Every entry that follows should be output again, word for word.

======== Data extracts

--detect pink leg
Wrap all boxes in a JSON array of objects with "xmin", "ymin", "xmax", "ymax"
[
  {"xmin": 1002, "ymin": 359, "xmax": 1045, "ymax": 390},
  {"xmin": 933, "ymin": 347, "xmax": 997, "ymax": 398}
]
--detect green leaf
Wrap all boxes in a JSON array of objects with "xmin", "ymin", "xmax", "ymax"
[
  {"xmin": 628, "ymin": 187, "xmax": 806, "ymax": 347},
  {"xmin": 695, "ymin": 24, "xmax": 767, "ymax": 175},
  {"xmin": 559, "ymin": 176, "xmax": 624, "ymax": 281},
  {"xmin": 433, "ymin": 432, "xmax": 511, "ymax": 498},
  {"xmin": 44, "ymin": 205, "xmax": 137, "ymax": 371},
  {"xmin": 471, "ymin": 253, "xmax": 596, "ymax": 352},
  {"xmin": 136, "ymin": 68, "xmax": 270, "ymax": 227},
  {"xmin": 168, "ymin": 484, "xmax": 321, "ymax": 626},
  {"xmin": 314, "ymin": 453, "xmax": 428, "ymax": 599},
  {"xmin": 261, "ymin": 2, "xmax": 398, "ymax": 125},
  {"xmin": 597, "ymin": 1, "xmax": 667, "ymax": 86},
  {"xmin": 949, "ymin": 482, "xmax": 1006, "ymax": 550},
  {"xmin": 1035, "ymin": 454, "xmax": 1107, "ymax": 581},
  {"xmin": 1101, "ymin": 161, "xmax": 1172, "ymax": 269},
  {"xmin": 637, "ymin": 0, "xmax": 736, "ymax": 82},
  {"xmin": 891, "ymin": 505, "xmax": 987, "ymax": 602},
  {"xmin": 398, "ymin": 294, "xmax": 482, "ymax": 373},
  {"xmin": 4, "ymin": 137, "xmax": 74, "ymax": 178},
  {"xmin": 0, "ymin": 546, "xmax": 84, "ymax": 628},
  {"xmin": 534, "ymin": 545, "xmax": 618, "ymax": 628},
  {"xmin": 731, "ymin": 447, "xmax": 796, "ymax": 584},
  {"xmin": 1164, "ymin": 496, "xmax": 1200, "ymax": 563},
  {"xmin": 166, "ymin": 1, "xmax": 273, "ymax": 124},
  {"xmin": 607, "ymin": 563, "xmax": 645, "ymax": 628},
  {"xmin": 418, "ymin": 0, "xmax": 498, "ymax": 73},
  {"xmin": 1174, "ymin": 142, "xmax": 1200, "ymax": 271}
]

================

* _Response to this exercise_:
--detect pink leg
Wrap all boxes in a JSON array of objects with "xmin", "ymin", "xmax", "ymax"
[
  {"xmin": 1002, "ymin": 359, "xmax": 1045, "ymax": 390},
  {"xmin": 933, "ymin": 347, "xmax": 997, "ymax": 398}
]
--detect green leaf
Wrap all boxes in a JSON array of objects with "xmin", "ymin", "xmax", "ymax"
[
  {"xmin": 628, "ymin": 187, "xmax": 806, "ymax": 347},
  {"xmin": 695, "ymin": 24, "xmax": 767, "ymax": 175},
  {"xmin": 559, "ymin": 176, "xmax": 624, "ymax": 281},
  {"xmin": 433, "ymin": 432, "xmax": 511, "ymax": 498},
  {"xmin": 44, "ymin": 205, "xmax": 137, "ymax": 371},
  {"xmin": 471, "ymin": 253, "xmax": 596, "ymax": 352},
  {"xmin": 136, "ymin": 68, "xmax": 270, "ymax": 227},
  {"xmin": 168, "ymin": 484, "xmax": 321, "ymax": 626},
  {"xmin": 314, "ymin": 453, "xmax": 428, "ymax": 599},
  {"xmin": 261, "ymin": 2, "xmax": 398, "ymax": 125},
  {"xmin": 597, "ymin": 1, "xmax": 667, "ymax": 86},
  {"xmin": 949, "ymin": 482, "xmax": 1006, "ymax": 550},
  {"xmin": 1035, "ymin": 454, "xmax": 1107, "ymax": 581},
  {"xmin": 1101, "ymin": 161, "xmax": 1172, "ymax": 269},
  {"xmin": 637, "ymin": 0, "xmax": 736, "ymax": 82},
  {"xmin": 891, "ymin": 505, "xmax": 987, "ymax": 602},
  {"xmin": 398, "ymin": 294, "xmax": 482, "ymax": 373},
  {"xmin": 4, "ymin": 137, "xmax": 74, "ymax": 178},
  {"xmin": 0, "ymin": 546, "xmax": 84, "ymax": 628},
  {"xmin": 534, "ymin": 545, "xmax": 618, "ymax": 628},
  {"xmin": 731, "ymin": 447, "xmax": 796, "ymax": 584},
  {"xmin": 1164, "ymin": 496, "xmax": 1200, "ymax": 563},
  {"xmin": 166, "ymin": 1, "xmax": 273, "ymax": 124},
  {"xmin": 607, "ymin": 563, "xmax": 645, "ymax": 628},
  {"xmin": 418, "ymin": 0, "xmax": 498, "ymax": 73},
  {"xmin": 1174, "ymin": 142, "xmax": 1200, "ymax": 271}
]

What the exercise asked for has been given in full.